WRITTEN TASK: Rewrite the data below, starting at the line that contains "The scan below contains the bare" and ending at the line that contains "[146,104,158,116]", with every "scan" changed to "image" and nothing else altered. Leave the pictures out of your answer.

TASK INPUT:
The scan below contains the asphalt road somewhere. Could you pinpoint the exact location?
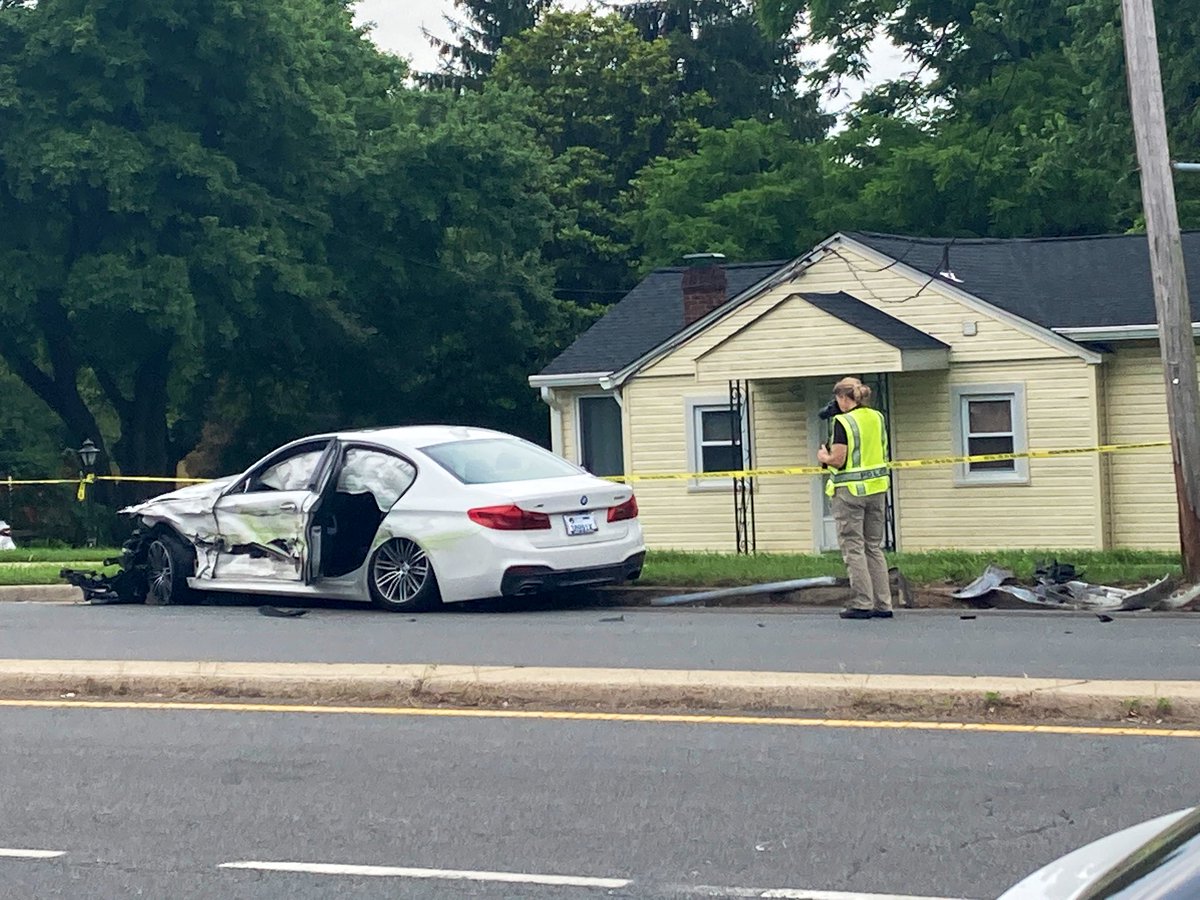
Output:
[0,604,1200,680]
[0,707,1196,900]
---
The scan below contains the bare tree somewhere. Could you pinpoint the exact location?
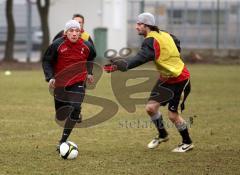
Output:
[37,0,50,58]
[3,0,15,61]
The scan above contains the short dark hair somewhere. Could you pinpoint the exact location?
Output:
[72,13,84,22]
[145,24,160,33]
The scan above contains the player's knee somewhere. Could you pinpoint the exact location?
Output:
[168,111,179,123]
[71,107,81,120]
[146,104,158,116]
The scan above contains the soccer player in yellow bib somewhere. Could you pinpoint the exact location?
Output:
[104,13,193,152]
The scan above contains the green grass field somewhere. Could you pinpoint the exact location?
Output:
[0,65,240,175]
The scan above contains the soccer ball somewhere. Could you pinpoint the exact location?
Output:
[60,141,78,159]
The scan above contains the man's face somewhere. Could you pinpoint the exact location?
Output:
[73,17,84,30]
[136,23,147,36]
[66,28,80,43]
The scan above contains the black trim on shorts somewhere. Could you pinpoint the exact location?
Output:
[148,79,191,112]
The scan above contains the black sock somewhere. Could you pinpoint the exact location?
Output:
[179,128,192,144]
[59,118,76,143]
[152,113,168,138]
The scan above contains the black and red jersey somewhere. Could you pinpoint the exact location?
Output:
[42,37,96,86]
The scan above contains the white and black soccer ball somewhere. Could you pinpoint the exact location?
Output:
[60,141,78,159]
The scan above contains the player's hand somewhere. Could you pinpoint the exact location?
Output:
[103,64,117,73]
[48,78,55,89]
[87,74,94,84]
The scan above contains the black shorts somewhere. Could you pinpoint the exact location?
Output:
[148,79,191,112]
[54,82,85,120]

ANSWER TO THE PROBLEM:
The image below contains the bare tree somewhere. Could you pinpoint the exact location?
Output:
[37,0,50,58]
[3,0,15,61]
The image above contains the short dark hair somewhere. Could you pinpoint the exact location?
Output:
[72,13,84,22]
[145,24,160,33]
The image above contains the player's knee somewhere. Could you pinpoint the exact location?
Output:
[168,111,179,123]
[71,107,81,120]
[146,104,158,116]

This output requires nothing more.